Nothing in the entries may differ when you return them.

Stored data entries:

=== Section Start ===

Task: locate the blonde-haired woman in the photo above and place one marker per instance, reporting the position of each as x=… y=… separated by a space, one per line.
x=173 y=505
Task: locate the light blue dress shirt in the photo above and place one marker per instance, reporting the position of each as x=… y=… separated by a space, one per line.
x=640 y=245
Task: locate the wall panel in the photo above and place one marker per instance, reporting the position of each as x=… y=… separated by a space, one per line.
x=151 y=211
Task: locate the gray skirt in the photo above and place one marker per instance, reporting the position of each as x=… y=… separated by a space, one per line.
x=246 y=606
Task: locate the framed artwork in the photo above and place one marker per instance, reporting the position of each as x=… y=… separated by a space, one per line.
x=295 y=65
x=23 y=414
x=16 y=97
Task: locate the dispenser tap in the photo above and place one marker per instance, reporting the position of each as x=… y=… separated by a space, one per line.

=== Section End ===

*RESPONSE AREA*:
Task: locate the blonde-haired woman in the photo above and place one marker per instance, reporting the position of each as x=… y=… separated by a space, one per line.
x=173 y=505
Task: locate the light blue dress shirt in the photo above and place one marker per instance, reporting the position of each as x=… y=… separated by a space, one per line.
x=640 y=245
Task: locate the wall panel in the photo above and place one marker per instance, reporting the position of each as x=… y=… separated by a space, one per line.
x=151 y=211
Task: locate the gray skirt in the photo above and place one marker per instance, reporting the position of each as x=… y=… separated by a space, one per line.
x=246 y=606
Task: locate the framed artwork in the photo above and place one marker per instance, reporting the position of each as x=… y=… separated by a space, one per line.
x=295 y=65
x=23 y=414
x=16 y=97
Task: locate the dispenser tap in the photo above and place one marker per instance, reporting the position of each as x=… y=… separated by a space, one per line.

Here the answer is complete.